Page extract |
Auto-stor's pricing is complicated. Prices start at about $6,000 per terabyte, but decline by 15 percent for every 10 TB added. You'll need Arkivio Central Server, as well as the support options appropriate for the file-system protocols you'll be using. Count on spending between $10,000 and $15,000 for the additional software.
· Arkivio, (877) 275-1700, (650) 237-6100. www.arkivio.com or email@example.com
Avamar Technologies' Axion solution has been available for several years. Using a "commonality factoring" algorithm, the technology eliminates duplication to squeeze more data into a smaller space.
Axion doesn't support the characterization of back-end hardware in terms of capability or cost. This partly reflects the fact that until recently, the technology was a "hardware stovepipe"--meaning it worked only with Avamar RAINs (redundant arrays of independent nodes). However, the vendor plans to support heterogeneous back-end storage, and is building an API to let Axion interoperate with storage-management framework products.

Items |
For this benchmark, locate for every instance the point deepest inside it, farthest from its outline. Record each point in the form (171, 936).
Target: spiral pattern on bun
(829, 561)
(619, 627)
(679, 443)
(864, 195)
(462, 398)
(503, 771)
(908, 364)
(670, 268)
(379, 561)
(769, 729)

---

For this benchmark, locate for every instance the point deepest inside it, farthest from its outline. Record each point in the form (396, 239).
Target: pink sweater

Required work |
[1] List every dollar amount that appears in the storage software text.
[2] From the storage software text, extract the passage starting at "Axion doesn't support" and ending at "storage-management framework products.", copied word for word.
[3] Write what comes next in the storage software text, picking up after its final sentence.

Task-by-task answers |
[1]
$6,000
$10,000
$15,000

[2]
Axion doesn't support the characterization of back-end hardware in terms of capability or cost. This partly reflects the fact that until recently, the technology was a "hardware stovepipe"--meaning it worked only with Avamar RAINs (redundant arrays of independent nodes). However, the vendor plans to support heterogeneous back-end storage, and is building an API to let Axion interoperate with storage-management framework products.

[3]
Pricing is on a per-gigabyte basis. A perpetual license for Axion software to provide complete backup functionality is $20 per gigabyte; the list price for a perpetual license for complete replication functionality is $5 per gigabyte.
· Avamar Technologies, (949) 743-5100. www.avamar.com
HP's response to our questionnaire begins with the promising assertion, "In truth, ILM is a new marketing term--not a new technology concept." The vendor goes on to say it has offered products in the ILM space for more than a decade, providing support for a "set of processes and supporting tools that help companies manage business information from cradle to grave." HP's current focus is on providing "building blocks" such as an "operational data store" and a "reference data store."
While calling its suite of data-protection and recovery solutions the most advanced of its ILM building blocks, HP concedes that its "policy-management tools, hardware infrastructure and general improvements to the existing foundation" are still in development. The vendor gave us a list of partners, with product areas ranging from backup and archiving to health-care systems and ILM, to underscore its commitment to developing a "cradle to grave" capability in the future.
HP offers no technology for data-naming or access-frequency counting, or for storage-platform characterization by cost or capability. Instead, it claims to focus "on the business metrics that identify the areas of IT where we can offer a significant reduction in total cost of ownership."
The vendor declined to give us specific pricing information, explaining that the cost of any ILM solution will depend on the components and services selected.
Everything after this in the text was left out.